Selection:

** Start **

Install dependencies

Source: https://github.com/mozilla-services/syncstorage-rs#system-requirements

sudo apt install gcc
sudo apt install libcurl4-openssl-dev
sudo apt install pkg-config
sudo apt install libmysqlclient-dev

Install Python virtual environment

sudo apt install python3-virtualenv

Install diesel

cargo install diesel_cli --no-default-features --features 'mysql'

Clone and build

cd Downloads
git clone https://github.com/mozilla-services/syncstorage-rs
cd syncstorage-rs
cargo install --path ./syncserver --no-default-features --features=syncstorage-db/mysql --locked

Setup Python virtual environment

virtualenv venv
source venv/bin/activate
pip3 install -r requirements.txt
pip3 install -r tools/tokenserver/requirements.txt

Initialize the Database

SYNCSTORAGE_PW="$(cat /dev/urandom | base32 | head -c64)"
printf 'Use this for the syncstorage user password: %s\n' "$SYNCSTORAGE_PW"

# login as root sql user using whatever creds you set up for that
# this sets up a user for sync storage and sets up the databases
mysql -u root -p <<EOF
CREATE USER "syncstorage"@"localhost" IDENTIFIED BY "$SYNCSTORAGE_PW";
CREATE DATABASE syncstorage_rs;
CREATE DATABASE tokenserver_rs;
GRANT ALL PRIVILEGES on syncstorage_rs.* to syncstorage@localhost;
GRANT ALL PRIVILEGES on tokenserver_rs.* to syncstorage@localhost;
EOF

Run initial database migrations

# syncstorage db
$HOME/.cargo/bin/diesel --database-url "mysql://syncstorage:${SYNCSTORAGE_PW}@localhost/syncstorage_rs" migration --migration-dir syncstorage-mysql/migrations run

# tokenserver db
$HOME/.cargo/bin/diesel --database-url "mysql://syncstorage:${SYNCSTORAGE_PW}@localhost/tokenserver_rs" migration --migration-dir tokenserver-db/migrations run

Add sync endpoint to database

mysql -u syncstorage -p"$SYNCSTORAGE_PW" <<EOF
USE tokenserver_rs
INSERT INTO services (id, service, pattern) VALUES
    (1, "sync-1.5", "{node}/1.5/{uid}");
EOF

Add syncserver node

# the 10 is the user capacity.
SYNC_TOKENSERVER__DATABASE_URL="mysql://syncstorage:${SYNCSTORAGE_PW}@localhost/tokenserver_rs" \
    python3 tools/tokenserver/add_node.py \
    http://localhost:8000 10

Setup syncserver config file

MASTER_SECRET="$(cat /dev/urandom | base32 | head -c64)"
METRICS_HASH_SECRET="$(cat /dev/urandom | base32 | head -c64)"
cat > config/local.toml <<EOF
master_secret = "${MASTER_SECRET}"

# removing this line will default to moz_json formatted logs
human_logs = 1

host = "localhost" # default
port = 8000 # default

syncstorage.database_url = "mysql://syncstorage:${SYNCSTORAGE_PW}@localhost/syncstorage_rs"

** End **

What this exercise asks:
A: Quote the part of the entries that opens with the line containing "mark the bollard" and closes with the line containing "(1117, 671)", keeping both of those lines.
B: Continue the syncstorage-rs setup guide from the point where it stops.
The syncstorage-rs setup guide and the entries that follow it are unrelated to each other.

Records for the task:

** Start **

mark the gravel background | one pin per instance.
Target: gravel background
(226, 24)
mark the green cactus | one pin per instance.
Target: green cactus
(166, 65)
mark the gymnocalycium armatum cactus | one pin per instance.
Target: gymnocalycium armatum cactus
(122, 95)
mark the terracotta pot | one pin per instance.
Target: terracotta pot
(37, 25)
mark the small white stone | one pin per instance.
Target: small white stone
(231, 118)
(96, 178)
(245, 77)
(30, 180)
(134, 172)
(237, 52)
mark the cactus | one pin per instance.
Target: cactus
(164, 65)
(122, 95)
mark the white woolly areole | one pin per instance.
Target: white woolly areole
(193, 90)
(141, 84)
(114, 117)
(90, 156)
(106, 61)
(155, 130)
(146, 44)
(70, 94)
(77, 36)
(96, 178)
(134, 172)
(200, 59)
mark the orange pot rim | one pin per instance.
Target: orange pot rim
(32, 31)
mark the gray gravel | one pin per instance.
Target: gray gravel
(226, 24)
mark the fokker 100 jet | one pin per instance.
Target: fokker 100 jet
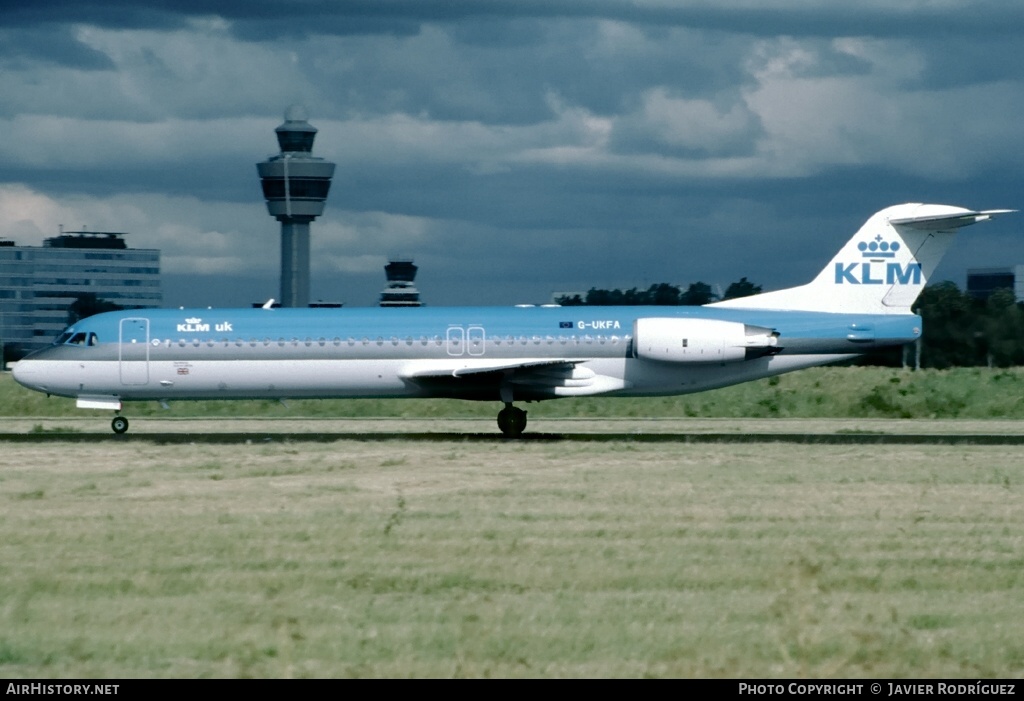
(859, 302)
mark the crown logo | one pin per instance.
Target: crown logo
(879, 248)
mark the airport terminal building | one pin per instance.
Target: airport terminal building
(39, 283)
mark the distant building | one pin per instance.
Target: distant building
(981, 282)
(400, 290)
(39, 283)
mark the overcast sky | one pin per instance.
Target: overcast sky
(512, 147)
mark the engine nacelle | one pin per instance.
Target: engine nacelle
(689, 340)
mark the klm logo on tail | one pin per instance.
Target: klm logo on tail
(876, 270)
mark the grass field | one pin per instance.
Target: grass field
(510, 559)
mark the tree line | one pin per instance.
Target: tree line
(961, 331)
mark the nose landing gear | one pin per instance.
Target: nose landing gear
(512, 421)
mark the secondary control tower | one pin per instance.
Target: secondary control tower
(295, 185)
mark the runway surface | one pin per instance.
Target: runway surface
(243, 431)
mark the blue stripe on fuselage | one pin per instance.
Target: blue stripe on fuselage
(375, 322)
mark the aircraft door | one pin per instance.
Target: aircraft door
(456, 341)
(133, 351)
(474, 340)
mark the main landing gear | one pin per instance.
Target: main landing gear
(512, 421)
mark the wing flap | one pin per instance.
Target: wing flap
(522, 378)
(462, 367)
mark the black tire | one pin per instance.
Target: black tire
(512, 422)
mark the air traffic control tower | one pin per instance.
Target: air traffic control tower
(295, 185)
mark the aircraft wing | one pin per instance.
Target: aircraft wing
(540, 378)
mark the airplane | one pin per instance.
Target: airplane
(860, 302)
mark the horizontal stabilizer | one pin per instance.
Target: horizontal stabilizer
(940, 221)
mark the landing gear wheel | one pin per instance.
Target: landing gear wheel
(512, 422)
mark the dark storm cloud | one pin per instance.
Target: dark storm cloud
(514, 147)
(57, 45)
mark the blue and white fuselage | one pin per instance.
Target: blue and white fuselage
(861, 302)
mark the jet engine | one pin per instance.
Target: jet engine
(697, 340)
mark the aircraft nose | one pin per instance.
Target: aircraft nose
(26, 373)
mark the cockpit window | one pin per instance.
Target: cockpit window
(76, 339)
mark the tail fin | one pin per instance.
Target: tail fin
(882, 269)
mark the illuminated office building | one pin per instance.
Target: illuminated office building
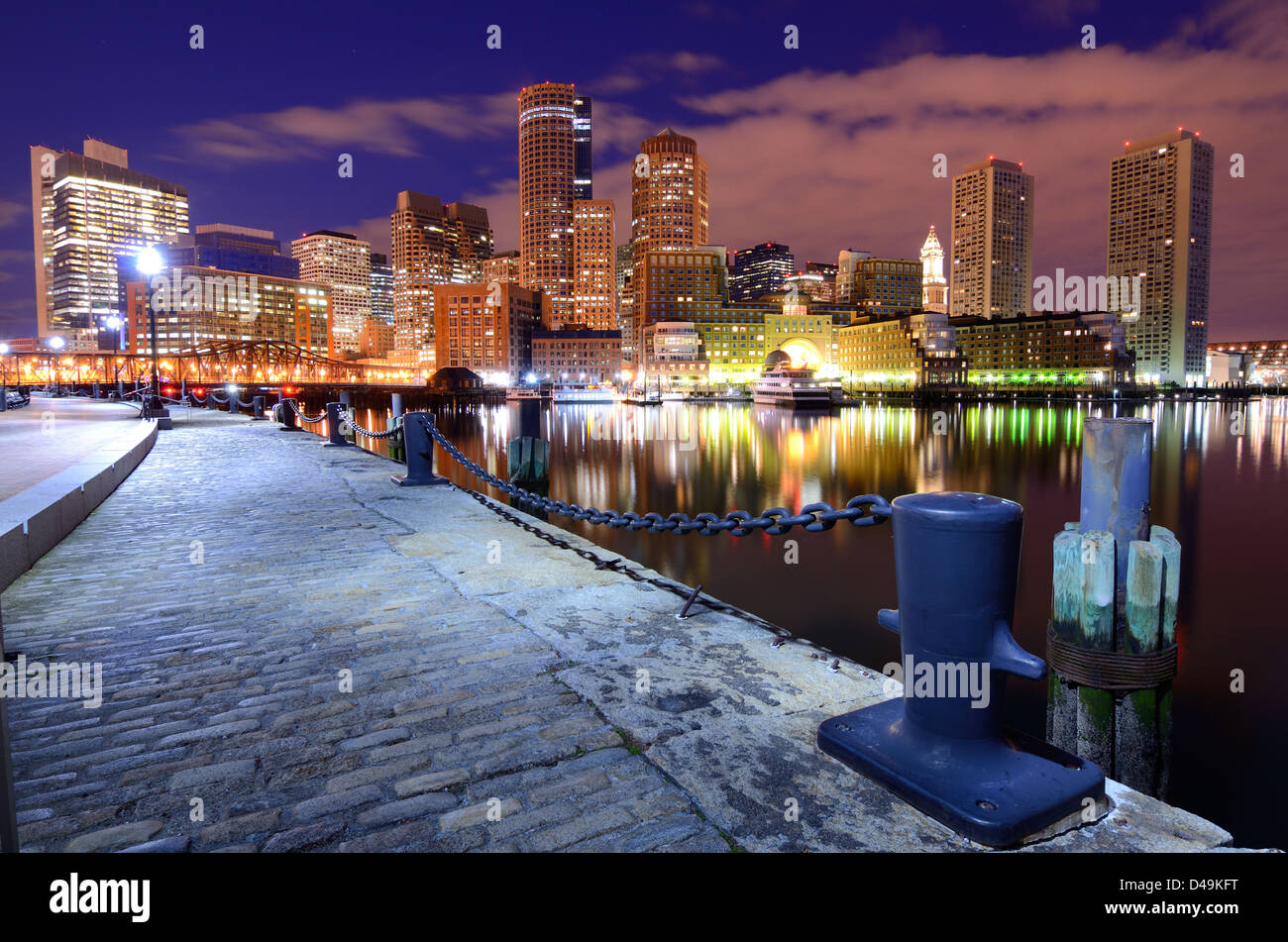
(546, 171)
(89, 210)
(669, 211)
(343, 262)
(992, 248)
(593, 278)
(432, 245)
(1160, 232)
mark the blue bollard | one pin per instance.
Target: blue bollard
(335, 438)
(420, 452)
(941, 745)
(288, 420)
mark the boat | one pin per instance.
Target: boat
(794, 387)
(580, 392)
(520, 392)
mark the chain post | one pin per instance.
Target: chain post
(419, 442)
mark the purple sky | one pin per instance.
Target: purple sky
(825, 147)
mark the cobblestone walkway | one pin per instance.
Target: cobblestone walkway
(224, 588)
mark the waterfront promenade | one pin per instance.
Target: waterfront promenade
(299, 655)
(50, 435)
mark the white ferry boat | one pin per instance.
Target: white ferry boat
(520, 392)
(579, 394)
(794, 387)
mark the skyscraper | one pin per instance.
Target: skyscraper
(381, 288)
(760, 270)
(593, 282)
(343, 262)
(669, 210)
(88, 210)
(934, 286)
(546, 159)
(432, 245)
(584, 162)
(992, 251)
(1160, 233)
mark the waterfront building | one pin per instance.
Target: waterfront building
(934, 286)
(578, 354)
(546, 183)
(583, 155)
(375, 339)
(593, 278)
(760, 270)
(669, 211)
(992, 241)
(381, 288)
(1265, 361)
(488, 327)
(432, 245)
(502, 266)
(674, 354)
(1160, 232)
(200, 306)
(883, 287)
(89, 210)
(343, 262)
(1044, 348)
(915, 349)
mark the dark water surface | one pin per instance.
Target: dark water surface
(1222, 493)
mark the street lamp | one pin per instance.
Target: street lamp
(150, 262)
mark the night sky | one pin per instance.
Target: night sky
(824, 147)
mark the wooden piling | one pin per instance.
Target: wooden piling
(1096, 632)
(1171, 549)
(1136, 747)
(1067, 626)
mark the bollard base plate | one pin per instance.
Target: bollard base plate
(996, 791)
(407, 481)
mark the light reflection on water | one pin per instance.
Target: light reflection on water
(1219, 490)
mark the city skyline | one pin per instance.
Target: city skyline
(889, 175)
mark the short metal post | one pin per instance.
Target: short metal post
(395, 418)
(941, 747)
(288, 421)
(8, 813)
(335, 438)
(420, 452)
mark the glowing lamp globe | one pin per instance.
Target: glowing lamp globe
(150, 262)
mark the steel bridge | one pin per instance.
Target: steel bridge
(230, 362)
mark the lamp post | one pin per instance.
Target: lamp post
(150, 262)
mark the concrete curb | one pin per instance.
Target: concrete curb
(34, 521)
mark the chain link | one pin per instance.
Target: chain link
(866, 510)
(368, 433)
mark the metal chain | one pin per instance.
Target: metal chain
(866, 510)
(305, 418)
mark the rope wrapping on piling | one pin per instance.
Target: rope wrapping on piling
(1117, 671)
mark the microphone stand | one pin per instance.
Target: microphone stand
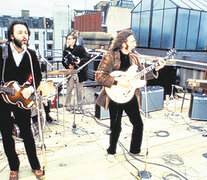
(146, 174)
(48, 62)
(41, 135)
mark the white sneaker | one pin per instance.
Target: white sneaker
(110, 157)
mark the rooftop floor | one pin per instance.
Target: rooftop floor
(174, 145)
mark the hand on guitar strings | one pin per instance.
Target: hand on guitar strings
(160, 65)
(26, 92)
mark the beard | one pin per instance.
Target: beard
(18, 43)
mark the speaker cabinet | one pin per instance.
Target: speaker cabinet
(155, 98)
(198, 107)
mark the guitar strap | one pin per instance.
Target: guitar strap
(4, 56)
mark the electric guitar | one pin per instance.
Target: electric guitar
(12, 94)
(123, 94)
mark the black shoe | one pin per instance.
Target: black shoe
(49, 119)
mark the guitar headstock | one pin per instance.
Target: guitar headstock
(171, 54)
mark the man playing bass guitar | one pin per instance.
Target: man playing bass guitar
(75, 56)
(120, 57)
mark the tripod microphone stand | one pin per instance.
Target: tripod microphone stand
(146, 174)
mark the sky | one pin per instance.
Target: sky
(40, 8)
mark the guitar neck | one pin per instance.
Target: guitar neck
(148, 69)
(7, 90)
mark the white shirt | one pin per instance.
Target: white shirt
(17, 56)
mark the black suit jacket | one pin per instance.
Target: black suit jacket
(21, 73)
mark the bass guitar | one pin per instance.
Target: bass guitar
(123, 94)
(12, 94)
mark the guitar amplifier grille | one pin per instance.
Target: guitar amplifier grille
(155, 98)
(198, 107)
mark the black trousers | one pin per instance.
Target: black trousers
(22, 119)
(132, 110)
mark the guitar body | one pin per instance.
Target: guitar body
(12, 94)
(122, 94)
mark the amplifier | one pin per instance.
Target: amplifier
(198, 107)
(100, 112)
(155, 98)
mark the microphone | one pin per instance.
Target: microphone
(47, 62)
(141, 59)
(135, 52)
(24, 46)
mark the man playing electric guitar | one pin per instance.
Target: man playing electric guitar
(16, 66)
(120, 57)
(73, 57)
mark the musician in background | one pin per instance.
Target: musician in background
(79, 41)
(75, 56)
(120, 57)
(17, 68)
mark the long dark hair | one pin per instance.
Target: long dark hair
(11, 28)
(120, 38)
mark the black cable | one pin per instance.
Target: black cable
(123, 147)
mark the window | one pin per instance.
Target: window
(37, 46)
(36, 35)
(49, 46)
(49, 36)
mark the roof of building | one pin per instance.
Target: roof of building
(200, 5)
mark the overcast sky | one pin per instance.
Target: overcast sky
(42, 8)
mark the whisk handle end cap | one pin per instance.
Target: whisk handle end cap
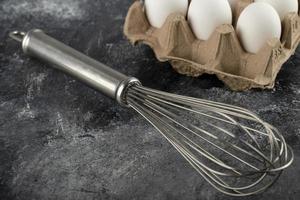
(95, 74)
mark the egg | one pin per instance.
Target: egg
(283, 7)
(233, 3)
(258, 23)
(205, 16)
(157, 11)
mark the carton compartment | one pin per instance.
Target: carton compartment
(222, 54)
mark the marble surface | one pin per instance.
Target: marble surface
(62, 140)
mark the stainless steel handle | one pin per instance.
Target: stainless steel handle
(95, 74)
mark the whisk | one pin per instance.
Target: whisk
(230, 147)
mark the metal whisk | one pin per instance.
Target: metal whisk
(230, 147)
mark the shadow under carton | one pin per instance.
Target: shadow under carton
(222, 54)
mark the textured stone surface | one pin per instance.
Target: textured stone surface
(61, 140)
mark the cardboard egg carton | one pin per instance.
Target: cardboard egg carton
(222, 54)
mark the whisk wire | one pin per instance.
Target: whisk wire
(244, 155)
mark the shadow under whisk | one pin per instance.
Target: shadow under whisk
(230, 147)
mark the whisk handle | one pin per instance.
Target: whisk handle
(95, 74)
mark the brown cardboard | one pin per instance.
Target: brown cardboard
(222, 54)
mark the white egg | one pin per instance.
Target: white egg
(258, 23)
(157, 11)
(233, 3)
(205, 16)
(283, 7)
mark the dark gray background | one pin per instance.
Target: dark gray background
(62, 140)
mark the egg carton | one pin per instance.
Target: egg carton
(222, 54)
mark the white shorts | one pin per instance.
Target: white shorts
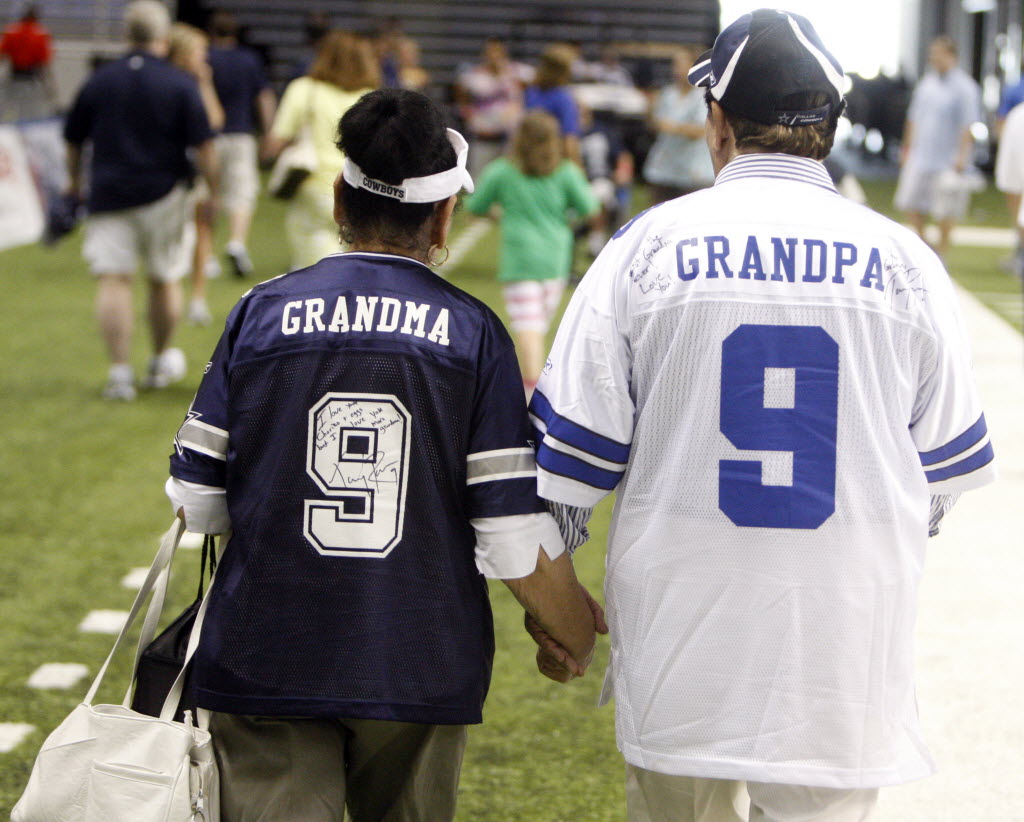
(1010, 158)
(652, 796)
(156, 232)
(926, 191)
(531, 303)
(239, 175)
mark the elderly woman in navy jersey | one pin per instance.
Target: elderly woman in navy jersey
(361, 431)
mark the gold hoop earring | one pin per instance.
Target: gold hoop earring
(433, 262)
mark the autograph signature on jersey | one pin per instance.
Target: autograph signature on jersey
(381, 473)
(903, 284)
(642, 271)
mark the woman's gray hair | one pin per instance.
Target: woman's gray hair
(146, 22)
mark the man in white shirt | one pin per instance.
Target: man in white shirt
(937, 144)
(776, 383)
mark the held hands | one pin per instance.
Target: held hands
(552, 659)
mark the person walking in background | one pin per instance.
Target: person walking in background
(489, 99)
(315, 25)
(412, 75)
(775, 382)
(538, 190)
(141, 118)
(937, 144)
(31, 91)
(345, 69)
(609, 169)
(188, 49)
(378, 472)
(678, 162)
(249, 107)
(550, 92)
(1010, 180)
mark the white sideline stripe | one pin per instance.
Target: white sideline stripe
(977, 235)
(465, 242)
(134, 578)
(12, 734)
(103, 621)
(57, 675)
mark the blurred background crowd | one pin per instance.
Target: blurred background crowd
(612, 83)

** End **

In response:
A:
mark the bollard base plate | one pin per instance.
Target: bollard base plate
(996, 791)
(407, 481)
mark the light reflection on water | one pin per instance.
Target: light reflection on water
(1219, 490)
mark the city skyline | one pin per instance.
Target: city skyline
(889, 175)
mark the short metal post | one pin per instance.
Target: short metal post
(395, 418)
(941, 747)
(288, 421)
(8, 813)
(335, 438)
(420, 452)
mark the glowing lamp globe | one pin per instance.
Target: glowing lamp globe
(150, 262)
mark the steel bridge | one pin per instance.
Target: steel bridge
(230, 362)
mark the lamp post | one pin per instance.
Target: lamp post
(150, 262)
mark the concrete curb | one pin per instance.
Target: concrete curb
(34, 521)
mark the chain link | one pin per instance.
Target: chain link
(866, 510)
(368, 433)
mark the metal chain | one pin per instance.
Target: metal chain
(866, 510)
(305, 418)
mark the rope wrapping on piling | one pin per instance.
Target: rope wrapping on piling
(1117, 671)

B:
syncstorage.enable_quota = 0
syncstorage.enabled = true
syncstorage.limits.max_total_records = 1666 # See issues #298/#333

# token
tokenserver.database_url = "mysql://syncstorage:${SYNCSTORAGE_PW}@localhost/tokenserver_rs"
tokenserver.enabled = true 
tokenserver.fxa_email_domain = "api.accounts.firefox.com"
tokenserver.fxa_metrics_hash_secret = "${METRICS_HASH_SECRET}"
tokenserver.fxa_oauth_server_url = "https://oauth.accounts.firefox.com"
tokenserver.fxa_browserid_audience = "https://token.services.mozilla.com"
tokenserver.fxa_browserid_issuer = "https://api.accounts.firefox.com"
tokenserver.fxa_browserid_server_url = "https://verifier.accounts.firefox.com/v2"
EOF

Run the server

~/.cargo/bin/syncserver --config=config/local.toml

Configure Firefox

  1. Set identity.sync.tokenserver.uri to http://localhost:8000/1.0/sync/1.5
  2. Restart Firefox

References

Main source: https://artemis.sh/2023/03/27/firefox-syncstorage-rs.html Additional: https://gitlab.com/agile-penguin/syncstorage-rs_rhel/-/blob/main/HowTo_syncstorage_rhel_EN.md

mreid-tt commented 11 months ago

@th0ma7, I was reading the Wiki page Using wheels to distribute Python packages but was not clear on whether this project needed wheels or not. Given my research above, what are your thoughts?

hgy59 commented 11 months ago

@mreid-tt my last try to build syncstorage-rs is almost 2 years ago (with version 0.10.2)

The challenge will be to have python, rust and go available at the same time to build the package. IMO the python/rust/go mk files are not yet designed to work together.

(I recently got similar issues when trying to build homeassistant with prebuilt python and prebuilt ffmpeg - or some time ago I was trying to create a package that needs native/nodejs and native/go to build and AFAICR it was tricky to set the PATH for those tools to be accessible...)

Hopefully a syncserver-rs package will not only be available for x64, because there you can use the docker solution.

mreid-tt commented 11 months ago

@hgy59, thanks for the feedback. This is an area I'm not familiar with at all so I was seeking advice on how to start. I gather that the combination of Rust and Python is not something we cater for but was hoping we could use this as a test case to maybe support it.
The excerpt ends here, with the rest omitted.